[Entries taken from a collection]
>>>
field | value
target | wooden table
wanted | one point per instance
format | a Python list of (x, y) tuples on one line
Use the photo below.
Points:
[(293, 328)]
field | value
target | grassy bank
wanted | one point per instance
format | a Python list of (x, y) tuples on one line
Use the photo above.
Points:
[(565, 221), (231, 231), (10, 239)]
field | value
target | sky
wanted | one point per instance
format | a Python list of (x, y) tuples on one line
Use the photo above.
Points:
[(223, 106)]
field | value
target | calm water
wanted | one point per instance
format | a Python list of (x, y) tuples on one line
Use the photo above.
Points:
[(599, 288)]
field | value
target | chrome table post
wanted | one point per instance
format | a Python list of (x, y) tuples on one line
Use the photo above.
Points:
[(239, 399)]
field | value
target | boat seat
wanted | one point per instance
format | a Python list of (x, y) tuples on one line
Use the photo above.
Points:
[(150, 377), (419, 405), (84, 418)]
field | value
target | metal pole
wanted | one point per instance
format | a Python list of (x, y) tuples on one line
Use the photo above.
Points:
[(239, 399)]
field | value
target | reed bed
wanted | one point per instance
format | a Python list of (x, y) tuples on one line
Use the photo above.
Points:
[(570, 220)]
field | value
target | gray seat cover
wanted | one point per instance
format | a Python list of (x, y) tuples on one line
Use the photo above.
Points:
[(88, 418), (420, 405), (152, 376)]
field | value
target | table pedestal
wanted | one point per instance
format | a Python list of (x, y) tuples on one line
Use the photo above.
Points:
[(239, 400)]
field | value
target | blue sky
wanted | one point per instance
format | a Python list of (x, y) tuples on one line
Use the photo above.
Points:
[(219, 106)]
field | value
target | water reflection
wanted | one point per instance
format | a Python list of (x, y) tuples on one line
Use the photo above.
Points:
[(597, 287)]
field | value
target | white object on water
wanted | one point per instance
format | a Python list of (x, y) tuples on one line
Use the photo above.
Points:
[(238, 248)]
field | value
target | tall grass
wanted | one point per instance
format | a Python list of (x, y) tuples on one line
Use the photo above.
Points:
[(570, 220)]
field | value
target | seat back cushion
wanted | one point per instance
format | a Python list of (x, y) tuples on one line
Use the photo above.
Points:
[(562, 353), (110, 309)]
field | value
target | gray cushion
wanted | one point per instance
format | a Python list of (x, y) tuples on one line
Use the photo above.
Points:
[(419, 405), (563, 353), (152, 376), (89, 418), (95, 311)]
<<<
Set down the records above once more, exactly as given.

field | value
target | wooden table
wanted | one point per instance
format | a Python list of (x, y) tuples on one line
Use the photo below.
Points:
[(293, 328)]
field | value
target | grassy bank
wanted | one point per instance
format | a Python list of (x, y) tuples on one line
Use the photo above.
Points:
[(565, 221), (231, 231), (10, 239)]
field | value
target | sky
wanted | one point per instance
format | a Python list of (x, y) tuples on one line
Use the photo above.
Points:
[(223, 106)]
field | value
target | calm water
wanted | one point per instance
format | a Python list of (x, y) tuples on one line
Use the photo above.
Points:
[(599, 288)]
field | value
target | chrome table post
wanted | one point per instance
format | a Python list of (x, y) tuples on one line
Use the photo above.
Points:
[(239, 399)]
field | value
target | boat seat
wanted | one point per instance
format | a Python list of (x, y) tuples on one line
Use the photo above.
Points:
[(150, 377), (419, 405), (84, 418)]
field | value
target | metal pole
wanted | one point per instance
format | a Python list of (x, y) tuples on one line
Use the photo above.
Points:
[(239, 399)]
field | value
target | reed bed
wanted | one point per instance
format | a Python list of (x, y) tuples on one line
Use the photo above.
Points:
[(570, 220)]
field | value
target | gray seat cover
wanted | one point per instance
format | a Python list of (x, y) tuples on one line
Use the photo above.
Points:
[(88, 418), (420, 405), (152, 376)]
field | value
target | table pedestal
wanted | one point per instance
format | a Python list of (x, y) tuples on one line
Use the photo above.
Points:
[(239, 400)]
field | value
target | blue sky
wanted | one point per instance
format | a Python list of (x, y) tuples on one line
Use the photo above.
Points:
[(219, 106)]
field | value
target | water reflection
wanted | one point per instance
format | a Python list of (x, y) tuples on one line
Use the photo above.
Points:
[(597, 287)]
field | value
target | white object on water
wanted | one point per instance
format | a Python list of (x, y) tuples on one line
Use the photo above.
Points:
[(238, 248)]
field | value
target | tall grass
wanted | one point per instance
format | a Python list of (x, y) tuples on one line
Use the photo above.
Points:
[(570, 220)]
field | value
target | seat back cushion
wanted | one point per instance
format | a Python list of (x, y) tuples on one line
Use the photo above.
Points:
[(562, 353), (110, 309)]
field | value
target | gray cushion
wanted | one point per instance
format | a Python list of (x, y) tuples on one line
Use the photo above.
Points:
[(419, 405), (563, 353), (152, 376), (89, 418), (95, 311)]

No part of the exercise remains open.